### Records for this exercise

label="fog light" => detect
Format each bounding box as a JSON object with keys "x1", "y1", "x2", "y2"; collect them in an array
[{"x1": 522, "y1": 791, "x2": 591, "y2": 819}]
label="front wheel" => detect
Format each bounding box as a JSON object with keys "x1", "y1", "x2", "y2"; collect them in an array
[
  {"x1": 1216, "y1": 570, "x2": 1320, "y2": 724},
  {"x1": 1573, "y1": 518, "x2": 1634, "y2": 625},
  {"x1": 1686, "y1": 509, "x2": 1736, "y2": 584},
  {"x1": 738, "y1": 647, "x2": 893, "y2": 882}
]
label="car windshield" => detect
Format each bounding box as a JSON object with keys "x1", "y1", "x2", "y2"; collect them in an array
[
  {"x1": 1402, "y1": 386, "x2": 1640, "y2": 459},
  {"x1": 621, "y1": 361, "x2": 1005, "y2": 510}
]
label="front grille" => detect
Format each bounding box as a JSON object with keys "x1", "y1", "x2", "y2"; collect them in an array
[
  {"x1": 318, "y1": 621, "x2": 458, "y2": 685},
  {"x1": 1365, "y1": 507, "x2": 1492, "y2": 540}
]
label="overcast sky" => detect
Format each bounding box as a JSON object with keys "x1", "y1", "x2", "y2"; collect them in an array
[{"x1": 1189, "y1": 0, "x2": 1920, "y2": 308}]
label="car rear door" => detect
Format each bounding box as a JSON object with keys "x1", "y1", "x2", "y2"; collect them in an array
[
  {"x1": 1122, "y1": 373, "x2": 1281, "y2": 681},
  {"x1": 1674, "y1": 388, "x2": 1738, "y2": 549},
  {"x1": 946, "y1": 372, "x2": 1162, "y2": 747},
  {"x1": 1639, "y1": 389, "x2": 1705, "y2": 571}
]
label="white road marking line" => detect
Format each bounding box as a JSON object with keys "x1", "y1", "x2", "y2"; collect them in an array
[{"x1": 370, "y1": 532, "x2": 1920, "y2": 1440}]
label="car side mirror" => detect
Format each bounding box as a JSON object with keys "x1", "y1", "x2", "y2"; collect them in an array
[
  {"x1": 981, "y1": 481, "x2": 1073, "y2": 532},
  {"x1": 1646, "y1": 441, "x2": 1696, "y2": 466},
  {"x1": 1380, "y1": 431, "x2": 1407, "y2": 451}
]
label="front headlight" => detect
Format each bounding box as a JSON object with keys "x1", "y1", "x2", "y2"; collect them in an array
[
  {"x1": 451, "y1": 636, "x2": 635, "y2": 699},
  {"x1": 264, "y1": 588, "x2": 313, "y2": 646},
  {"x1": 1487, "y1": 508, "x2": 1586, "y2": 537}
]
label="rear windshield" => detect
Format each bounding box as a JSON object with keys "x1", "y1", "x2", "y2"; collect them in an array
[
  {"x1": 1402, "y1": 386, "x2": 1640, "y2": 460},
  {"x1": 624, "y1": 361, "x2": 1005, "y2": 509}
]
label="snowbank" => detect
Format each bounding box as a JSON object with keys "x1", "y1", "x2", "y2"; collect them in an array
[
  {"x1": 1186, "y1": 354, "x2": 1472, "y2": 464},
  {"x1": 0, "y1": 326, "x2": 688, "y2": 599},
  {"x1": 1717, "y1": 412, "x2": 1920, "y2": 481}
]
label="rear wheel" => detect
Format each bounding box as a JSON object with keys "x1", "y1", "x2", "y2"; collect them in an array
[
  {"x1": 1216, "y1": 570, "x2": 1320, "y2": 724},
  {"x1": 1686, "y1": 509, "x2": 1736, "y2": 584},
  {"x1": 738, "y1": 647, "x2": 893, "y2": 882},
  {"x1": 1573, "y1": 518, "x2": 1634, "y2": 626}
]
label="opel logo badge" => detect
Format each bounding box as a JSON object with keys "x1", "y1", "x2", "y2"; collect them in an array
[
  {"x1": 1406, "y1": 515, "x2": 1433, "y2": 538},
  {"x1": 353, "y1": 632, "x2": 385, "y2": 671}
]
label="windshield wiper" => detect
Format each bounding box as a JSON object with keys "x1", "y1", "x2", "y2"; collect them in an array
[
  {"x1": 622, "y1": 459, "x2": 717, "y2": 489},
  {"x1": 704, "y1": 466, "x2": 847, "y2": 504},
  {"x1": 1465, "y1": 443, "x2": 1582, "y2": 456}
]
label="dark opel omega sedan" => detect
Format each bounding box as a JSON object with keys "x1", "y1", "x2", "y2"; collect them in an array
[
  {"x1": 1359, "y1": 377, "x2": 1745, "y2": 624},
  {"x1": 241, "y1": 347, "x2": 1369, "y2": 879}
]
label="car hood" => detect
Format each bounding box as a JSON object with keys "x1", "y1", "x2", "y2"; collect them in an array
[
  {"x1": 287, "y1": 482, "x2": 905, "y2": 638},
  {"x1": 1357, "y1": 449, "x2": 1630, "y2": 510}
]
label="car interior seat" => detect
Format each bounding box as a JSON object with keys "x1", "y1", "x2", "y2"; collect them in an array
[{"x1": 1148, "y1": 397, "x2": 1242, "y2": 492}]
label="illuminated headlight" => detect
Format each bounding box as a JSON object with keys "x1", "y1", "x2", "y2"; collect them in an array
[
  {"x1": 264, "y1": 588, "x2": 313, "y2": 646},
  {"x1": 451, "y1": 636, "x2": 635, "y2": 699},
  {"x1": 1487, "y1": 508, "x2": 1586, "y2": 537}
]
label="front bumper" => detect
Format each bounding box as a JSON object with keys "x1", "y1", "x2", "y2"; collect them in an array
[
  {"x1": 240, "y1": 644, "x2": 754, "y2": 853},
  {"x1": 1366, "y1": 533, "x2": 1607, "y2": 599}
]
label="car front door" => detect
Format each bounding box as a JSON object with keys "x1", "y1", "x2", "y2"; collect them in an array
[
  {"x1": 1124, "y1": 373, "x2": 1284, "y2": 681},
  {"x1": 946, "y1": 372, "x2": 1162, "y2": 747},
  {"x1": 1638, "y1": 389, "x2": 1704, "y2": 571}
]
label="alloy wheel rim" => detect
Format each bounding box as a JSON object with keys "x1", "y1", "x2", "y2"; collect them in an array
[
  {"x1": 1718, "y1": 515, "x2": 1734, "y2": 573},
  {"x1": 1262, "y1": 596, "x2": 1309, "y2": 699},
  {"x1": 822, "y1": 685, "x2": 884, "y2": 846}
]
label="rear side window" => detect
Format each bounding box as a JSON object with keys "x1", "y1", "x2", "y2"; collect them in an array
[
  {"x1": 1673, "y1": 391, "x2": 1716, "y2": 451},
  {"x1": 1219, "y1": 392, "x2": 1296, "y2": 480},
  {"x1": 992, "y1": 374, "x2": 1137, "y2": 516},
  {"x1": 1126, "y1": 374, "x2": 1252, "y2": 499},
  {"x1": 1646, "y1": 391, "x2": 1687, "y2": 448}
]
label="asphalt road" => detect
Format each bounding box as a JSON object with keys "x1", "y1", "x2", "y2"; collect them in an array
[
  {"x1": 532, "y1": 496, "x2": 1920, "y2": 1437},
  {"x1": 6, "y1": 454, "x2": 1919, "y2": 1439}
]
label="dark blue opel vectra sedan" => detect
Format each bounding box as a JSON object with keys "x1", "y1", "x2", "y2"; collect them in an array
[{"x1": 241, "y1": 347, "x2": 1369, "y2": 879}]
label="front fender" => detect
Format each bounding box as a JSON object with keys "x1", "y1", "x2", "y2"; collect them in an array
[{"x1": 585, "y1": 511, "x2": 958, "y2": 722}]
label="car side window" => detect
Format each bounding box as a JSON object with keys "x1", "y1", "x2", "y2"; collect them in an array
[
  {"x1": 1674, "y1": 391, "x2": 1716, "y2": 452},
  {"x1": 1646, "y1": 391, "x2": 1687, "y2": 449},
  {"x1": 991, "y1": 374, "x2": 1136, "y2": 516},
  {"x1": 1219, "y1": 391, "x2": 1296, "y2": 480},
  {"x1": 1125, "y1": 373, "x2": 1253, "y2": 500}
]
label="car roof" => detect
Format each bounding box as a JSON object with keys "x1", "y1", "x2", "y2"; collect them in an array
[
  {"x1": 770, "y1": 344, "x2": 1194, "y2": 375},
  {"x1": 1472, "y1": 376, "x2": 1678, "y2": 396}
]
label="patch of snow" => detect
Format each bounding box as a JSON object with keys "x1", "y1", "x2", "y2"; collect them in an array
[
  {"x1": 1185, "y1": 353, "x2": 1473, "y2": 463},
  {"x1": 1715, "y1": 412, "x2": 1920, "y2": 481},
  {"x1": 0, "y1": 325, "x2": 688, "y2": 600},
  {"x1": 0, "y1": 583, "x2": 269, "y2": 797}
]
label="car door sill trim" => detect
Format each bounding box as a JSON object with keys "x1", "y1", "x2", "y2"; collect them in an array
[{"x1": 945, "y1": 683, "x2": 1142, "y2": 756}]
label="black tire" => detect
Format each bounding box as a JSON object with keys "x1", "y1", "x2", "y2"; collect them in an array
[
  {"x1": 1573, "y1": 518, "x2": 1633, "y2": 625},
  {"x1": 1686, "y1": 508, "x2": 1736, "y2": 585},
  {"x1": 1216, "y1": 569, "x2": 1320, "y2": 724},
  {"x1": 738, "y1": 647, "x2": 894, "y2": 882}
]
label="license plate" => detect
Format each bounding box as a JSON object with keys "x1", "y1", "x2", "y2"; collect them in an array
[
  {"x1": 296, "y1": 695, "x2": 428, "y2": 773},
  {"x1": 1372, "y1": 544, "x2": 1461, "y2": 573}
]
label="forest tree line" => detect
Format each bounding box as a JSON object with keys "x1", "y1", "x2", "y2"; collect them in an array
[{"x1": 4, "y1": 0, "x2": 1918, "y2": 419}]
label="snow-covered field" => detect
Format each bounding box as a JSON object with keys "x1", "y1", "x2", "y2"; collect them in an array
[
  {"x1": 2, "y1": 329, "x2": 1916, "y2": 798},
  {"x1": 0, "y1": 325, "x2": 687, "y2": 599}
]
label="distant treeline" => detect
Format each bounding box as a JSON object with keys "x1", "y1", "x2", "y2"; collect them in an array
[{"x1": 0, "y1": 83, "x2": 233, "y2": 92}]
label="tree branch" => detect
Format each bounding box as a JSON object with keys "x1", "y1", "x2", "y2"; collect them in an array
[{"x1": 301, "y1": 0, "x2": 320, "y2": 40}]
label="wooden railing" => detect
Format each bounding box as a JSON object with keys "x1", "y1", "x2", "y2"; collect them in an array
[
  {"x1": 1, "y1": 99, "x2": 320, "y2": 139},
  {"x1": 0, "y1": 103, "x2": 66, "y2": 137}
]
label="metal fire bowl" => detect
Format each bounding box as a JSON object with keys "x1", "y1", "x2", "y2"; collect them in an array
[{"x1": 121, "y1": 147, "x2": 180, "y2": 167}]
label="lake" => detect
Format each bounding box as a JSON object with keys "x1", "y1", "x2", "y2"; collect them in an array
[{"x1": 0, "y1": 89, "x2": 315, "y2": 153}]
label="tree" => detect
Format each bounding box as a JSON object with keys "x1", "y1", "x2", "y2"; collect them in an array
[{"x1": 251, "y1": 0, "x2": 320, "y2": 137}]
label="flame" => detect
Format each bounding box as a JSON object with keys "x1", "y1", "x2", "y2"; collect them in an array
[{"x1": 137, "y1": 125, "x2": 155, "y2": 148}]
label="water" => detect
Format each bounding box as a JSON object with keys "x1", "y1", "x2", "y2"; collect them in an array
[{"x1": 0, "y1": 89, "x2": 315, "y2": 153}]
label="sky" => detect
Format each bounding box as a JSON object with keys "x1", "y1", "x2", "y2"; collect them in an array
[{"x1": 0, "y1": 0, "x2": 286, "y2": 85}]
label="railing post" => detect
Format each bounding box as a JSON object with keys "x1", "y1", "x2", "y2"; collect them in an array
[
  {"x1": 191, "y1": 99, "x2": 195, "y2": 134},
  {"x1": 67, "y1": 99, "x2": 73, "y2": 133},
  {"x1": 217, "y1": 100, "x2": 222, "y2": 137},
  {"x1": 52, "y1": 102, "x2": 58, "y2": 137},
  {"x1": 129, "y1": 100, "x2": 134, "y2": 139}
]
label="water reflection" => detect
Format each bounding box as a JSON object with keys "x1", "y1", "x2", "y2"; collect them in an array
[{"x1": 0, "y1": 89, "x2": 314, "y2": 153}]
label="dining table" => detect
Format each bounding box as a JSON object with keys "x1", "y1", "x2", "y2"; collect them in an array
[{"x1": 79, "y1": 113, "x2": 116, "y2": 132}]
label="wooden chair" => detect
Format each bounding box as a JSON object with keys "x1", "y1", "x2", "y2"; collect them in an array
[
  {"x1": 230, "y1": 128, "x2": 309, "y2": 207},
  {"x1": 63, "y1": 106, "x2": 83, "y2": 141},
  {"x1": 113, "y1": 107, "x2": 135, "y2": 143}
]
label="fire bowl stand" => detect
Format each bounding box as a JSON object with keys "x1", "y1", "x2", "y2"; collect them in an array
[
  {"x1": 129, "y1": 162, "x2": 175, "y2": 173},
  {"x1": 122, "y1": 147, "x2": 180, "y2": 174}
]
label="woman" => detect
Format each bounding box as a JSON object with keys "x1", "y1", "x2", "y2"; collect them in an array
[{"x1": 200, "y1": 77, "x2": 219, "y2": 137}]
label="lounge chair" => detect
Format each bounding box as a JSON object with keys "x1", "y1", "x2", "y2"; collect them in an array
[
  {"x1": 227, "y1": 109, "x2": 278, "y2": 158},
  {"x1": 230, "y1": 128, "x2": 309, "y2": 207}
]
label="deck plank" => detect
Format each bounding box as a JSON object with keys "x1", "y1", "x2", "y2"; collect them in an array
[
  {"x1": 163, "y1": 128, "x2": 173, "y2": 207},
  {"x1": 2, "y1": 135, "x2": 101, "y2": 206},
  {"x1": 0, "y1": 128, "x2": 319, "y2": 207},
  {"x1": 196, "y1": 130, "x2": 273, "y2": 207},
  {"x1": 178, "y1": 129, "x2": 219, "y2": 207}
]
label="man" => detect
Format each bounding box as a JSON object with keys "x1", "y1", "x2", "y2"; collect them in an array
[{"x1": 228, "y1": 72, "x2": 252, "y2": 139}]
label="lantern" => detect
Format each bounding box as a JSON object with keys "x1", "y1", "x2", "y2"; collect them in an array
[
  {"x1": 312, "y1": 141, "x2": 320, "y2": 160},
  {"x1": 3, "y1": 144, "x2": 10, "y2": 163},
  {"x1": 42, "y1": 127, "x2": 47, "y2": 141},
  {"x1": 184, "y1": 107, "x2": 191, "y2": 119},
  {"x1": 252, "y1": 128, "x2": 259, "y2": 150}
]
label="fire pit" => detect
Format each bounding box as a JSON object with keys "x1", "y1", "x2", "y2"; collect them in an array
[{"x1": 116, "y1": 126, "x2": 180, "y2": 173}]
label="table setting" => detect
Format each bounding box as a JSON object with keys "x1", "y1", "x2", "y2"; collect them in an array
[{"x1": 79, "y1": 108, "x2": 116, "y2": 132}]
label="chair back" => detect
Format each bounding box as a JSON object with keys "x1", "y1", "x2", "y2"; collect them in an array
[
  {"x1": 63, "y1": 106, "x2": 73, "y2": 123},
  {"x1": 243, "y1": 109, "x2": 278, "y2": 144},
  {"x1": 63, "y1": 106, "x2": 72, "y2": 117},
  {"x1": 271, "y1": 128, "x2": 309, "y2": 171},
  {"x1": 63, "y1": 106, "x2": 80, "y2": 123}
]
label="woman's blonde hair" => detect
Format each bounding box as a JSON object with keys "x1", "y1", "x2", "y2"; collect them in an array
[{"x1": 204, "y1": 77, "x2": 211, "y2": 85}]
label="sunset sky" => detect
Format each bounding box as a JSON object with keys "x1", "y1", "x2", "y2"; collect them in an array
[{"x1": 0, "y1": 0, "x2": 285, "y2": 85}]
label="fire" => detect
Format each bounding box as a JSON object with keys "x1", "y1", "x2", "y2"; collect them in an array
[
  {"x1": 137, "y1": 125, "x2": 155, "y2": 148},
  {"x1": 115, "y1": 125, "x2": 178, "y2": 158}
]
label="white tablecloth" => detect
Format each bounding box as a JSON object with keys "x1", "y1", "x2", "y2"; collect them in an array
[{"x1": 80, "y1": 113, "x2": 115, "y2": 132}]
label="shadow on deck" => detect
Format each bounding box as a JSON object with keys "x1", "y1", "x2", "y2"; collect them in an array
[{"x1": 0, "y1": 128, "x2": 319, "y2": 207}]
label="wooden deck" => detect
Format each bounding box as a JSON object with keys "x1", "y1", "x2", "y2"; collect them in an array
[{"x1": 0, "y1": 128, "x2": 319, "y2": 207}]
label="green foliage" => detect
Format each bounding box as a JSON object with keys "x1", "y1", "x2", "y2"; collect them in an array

######

→ Work instruction:
Reproduce each line of the entries in which the word "side" is found.

→ Your solution:
label="car side mirror" => detect
label="rear side window" => detect
label="car side window" => detect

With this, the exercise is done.